:: Given passage ::
=== Section Start ===
Perfect Response to a Stupid Question

What a perfect response to a stupid question!

When someone asks you a dumb question . . . don't you just

wish you could respond like you really wanted to?

Yesterday I was buying a large bag of Purina dog chow for Sophie the wonder dog at Wal-Mart and was about to check out, when a woman behind me asked me if I had a dog.

Well... Looking at the bag and realizing that it actually did say DOG FOOD, in big bold letters. . . I was a little bit curious . .

So . . . since I'm retired with little to do, on impulse, I told her that no, I didn't have a dog. I was starting the Purina Diet again, although I probably shouldn't because I had ended up

in the hospital the last time. But since I'd lost 50 pounds, before I

awakened in the intensive care ward with tubes coming out of most of my orifices and IVs in both arms, I had decided to give it another try.
=== Section End ===
:: Available data ::
=== Section Start ===
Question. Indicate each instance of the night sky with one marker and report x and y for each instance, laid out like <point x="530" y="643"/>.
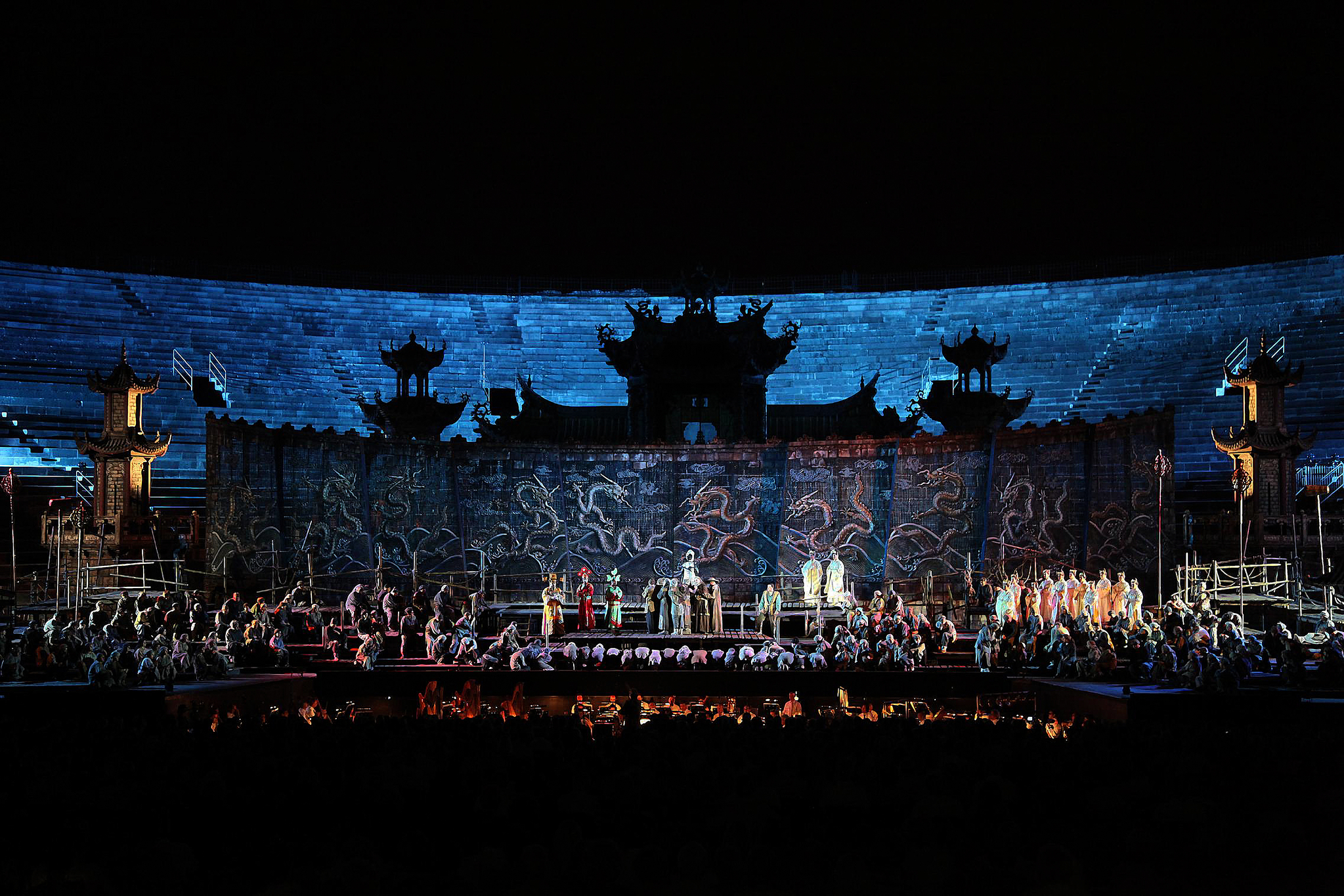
=== Section End ===
:: Required tasks ::
1. Retype the dog food story word for word, starting at "When someone asks" and ending at "it another try.".
2. Pick up the dog food story right after its last sentence and keep writing it.
The material above comes from a separate source.

:: Answers to the problems ::
1.
When someone asks you a dumb question . . . don't you just

wish you could respond like you really wanted to?

Yesterday I was buying a large bag of Purina dog chow for Sophie the wonder dog at Wal-Mart and was about to check out, when a woman behind me asked me if I had a dog.

Well... Looking at the bag and realizing that it actually did say DOG FOOD, in big bold letters. . . I was a little bit curious . .

So . . . since I'm retired with little to do, on impulse, I told her that no, I didn't have a dog. I was starting the Purina Diet again, although I probably shouldn't because I had ended up

in the hospital the last time. But since I'd lost 50 pounds, before I

awakened in the intensive care ward with tubes coming out of most of my orifices and IVs in both arms, I had decided to give it another try.

2.
I told her that it was essentially a perfect diet and that the way that it works is to load your pants pockets with Purina nuggets and simply eat one or two every time you feel hungry. The food is nutritionally complete, so I was going to try it again and just be a little more careful this time. (I have to mention here that practically everyone in the line was by now listening and enthralled with my story.)

Horrified, she asked if I ended up in intensive care because the dog food poisoned me. I told her no, I stepped off a curb to sniff an Irish Setter's butt and a car hit me.

I thought the guy behind her was going to have a heart attack, he was laughing so hard, he fell.

Wal-Mart has now taken away my shopping privileges.